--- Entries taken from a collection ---
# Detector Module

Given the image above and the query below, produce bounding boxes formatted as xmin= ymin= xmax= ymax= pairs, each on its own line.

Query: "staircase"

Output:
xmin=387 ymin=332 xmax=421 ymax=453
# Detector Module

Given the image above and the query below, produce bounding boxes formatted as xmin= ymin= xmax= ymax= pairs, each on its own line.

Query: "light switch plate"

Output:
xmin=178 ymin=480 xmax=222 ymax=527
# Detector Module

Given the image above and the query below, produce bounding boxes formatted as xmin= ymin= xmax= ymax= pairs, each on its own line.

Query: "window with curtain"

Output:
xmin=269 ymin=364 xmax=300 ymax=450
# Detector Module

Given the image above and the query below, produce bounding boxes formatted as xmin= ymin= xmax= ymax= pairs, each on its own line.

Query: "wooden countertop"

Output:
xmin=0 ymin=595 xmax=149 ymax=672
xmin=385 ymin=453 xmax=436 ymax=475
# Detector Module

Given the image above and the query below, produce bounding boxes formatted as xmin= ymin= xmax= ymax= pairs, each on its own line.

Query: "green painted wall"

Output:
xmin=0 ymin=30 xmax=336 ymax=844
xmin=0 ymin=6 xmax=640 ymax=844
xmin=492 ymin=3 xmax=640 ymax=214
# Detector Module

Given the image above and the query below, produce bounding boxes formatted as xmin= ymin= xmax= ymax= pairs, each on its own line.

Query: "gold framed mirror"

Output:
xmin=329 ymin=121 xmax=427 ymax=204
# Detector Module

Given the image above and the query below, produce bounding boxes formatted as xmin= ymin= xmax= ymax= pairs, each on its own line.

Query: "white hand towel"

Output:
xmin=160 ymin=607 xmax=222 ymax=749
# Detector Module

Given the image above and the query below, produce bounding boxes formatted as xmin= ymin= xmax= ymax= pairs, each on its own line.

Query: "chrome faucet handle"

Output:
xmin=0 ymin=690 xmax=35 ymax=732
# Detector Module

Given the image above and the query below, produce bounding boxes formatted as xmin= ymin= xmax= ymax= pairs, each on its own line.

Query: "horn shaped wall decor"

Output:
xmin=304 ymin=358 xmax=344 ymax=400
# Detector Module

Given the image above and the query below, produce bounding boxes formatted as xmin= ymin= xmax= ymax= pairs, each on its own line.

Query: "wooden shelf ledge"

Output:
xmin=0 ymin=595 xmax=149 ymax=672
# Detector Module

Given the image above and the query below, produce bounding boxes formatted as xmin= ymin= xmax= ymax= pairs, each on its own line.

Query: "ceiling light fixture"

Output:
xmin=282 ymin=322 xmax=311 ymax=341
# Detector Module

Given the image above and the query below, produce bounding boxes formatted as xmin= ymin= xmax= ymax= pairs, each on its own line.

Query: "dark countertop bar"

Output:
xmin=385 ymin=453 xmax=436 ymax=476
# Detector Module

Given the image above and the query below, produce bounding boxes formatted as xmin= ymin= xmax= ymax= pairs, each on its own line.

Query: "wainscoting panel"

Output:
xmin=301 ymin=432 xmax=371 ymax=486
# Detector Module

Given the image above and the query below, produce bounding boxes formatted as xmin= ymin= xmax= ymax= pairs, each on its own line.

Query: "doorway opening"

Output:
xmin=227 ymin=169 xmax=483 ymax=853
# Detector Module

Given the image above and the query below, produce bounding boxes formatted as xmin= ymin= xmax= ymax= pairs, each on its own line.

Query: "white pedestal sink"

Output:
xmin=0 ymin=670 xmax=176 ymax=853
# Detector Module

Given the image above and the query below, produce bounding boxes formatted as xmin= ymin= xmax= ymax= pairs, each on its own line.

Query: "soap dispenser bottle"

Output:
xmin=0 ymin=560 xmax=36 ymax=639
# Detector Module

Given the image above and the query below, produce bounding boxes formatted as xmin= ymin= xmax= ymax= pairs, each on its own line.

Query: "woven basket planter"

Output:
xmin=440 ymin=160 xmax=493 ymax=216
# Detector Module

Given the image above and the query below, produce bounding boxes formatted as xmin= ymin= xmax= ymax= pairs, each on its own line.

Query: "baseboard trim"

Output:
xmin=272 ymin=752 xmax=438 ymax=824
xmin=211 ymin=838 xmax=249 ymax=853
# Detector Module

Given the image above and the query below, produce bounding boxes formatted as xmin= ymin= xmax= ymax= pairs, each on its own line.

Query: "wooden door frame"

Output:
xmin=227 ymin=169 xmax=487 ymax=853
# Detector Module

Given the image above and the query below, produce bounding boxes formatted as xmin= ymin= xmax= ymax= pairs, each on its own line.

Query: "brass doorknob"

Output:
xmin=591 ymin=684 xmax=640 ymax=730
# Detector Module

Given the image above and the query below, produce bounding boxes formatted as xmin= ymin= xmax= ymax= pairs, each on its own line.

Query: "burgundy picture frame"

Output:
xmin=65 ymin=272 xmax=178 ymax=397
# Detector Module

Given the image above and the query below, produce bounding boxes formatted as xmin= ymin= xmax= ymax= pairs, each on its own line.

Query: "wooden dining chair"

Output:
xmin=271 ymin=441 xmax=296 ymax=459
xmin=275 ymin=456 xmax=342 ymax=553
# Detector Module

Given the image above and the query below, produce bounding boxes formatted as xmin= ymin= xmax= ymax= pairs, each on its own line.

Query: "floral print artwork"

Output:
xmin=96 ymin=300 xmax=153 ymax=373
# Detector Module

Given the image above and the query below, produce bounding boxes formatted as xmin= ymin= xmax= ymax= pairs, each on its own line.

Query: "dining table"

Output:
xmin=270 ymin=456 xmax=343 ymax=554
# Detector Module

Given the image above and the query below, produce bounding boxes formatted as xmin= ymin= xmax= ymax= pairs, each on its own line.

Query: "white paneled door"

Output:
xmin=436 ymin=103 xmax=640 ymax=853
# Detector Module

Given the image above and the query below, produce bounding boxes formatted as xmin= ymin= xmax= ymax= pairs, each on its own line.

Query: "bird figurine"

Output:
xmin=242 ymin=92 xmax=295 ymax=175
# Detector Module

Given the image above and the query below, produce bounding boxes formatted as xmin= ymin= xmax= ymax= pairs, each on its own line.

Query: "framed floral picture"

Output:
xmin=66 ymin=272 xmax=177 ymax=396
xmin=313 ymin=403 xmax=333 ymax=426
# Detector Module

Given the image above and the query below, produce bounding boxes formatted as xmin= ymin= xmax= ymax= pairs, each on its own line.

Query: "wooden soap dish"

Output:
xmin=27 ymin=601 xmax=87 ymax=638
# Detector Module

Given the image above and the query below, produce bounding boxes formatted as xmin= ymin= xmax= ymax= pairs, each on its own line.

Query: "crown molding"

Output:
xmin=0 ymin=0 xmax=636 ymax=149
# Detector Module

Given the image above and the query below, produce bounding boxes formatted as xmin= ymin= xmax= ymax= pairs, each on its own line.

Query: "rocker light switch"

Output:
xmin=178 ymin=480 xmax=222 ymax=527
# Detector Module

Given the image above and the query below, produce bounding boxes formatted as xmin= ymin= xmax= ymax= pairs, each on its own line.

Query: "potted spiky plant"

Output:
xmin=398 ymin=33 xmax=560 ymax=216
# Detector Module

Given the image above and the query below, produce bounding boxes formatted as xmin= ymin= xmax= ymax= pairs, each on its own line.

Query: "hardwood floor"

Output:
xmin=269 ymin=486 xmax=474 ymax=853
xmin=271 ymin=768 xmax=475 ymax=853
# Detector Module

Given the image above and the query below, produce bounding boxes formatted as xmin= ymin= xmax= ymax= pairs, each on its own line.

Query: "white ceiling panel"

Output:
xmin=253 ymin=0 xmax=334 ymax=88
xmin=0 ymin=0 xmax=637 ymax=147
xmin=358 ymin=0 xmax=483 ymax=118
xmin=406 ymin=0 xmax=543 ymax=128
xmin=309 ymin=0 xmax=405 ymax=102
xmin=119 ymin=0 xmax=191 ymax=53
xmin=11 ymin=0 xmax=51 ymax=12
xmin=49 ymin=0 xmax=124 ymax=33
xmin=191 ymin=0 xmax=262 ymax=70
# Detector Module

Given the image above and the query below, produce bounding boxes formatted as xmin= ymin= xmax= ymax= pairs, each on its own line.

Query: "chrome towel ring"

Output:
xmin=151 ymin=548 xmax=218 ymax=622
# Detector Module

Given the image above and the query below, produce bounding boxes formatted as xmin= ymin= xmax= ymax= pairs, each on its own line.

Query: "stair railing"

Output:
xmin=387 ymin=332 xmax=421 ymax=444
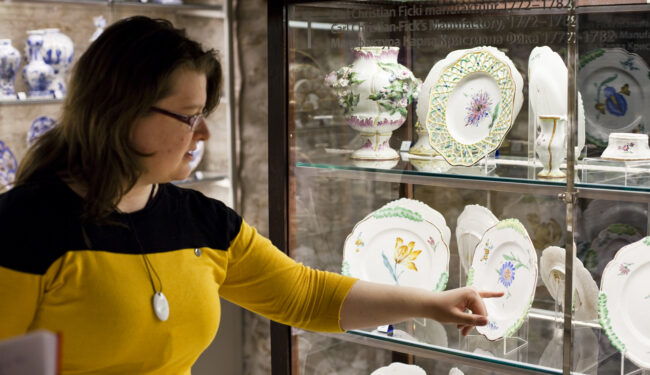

--- PROBLEM TO SOLVE ---
Count the lines of the records above that contain the word "soap". Give only the number.

--- ANSWER FOR THE TASK ---
2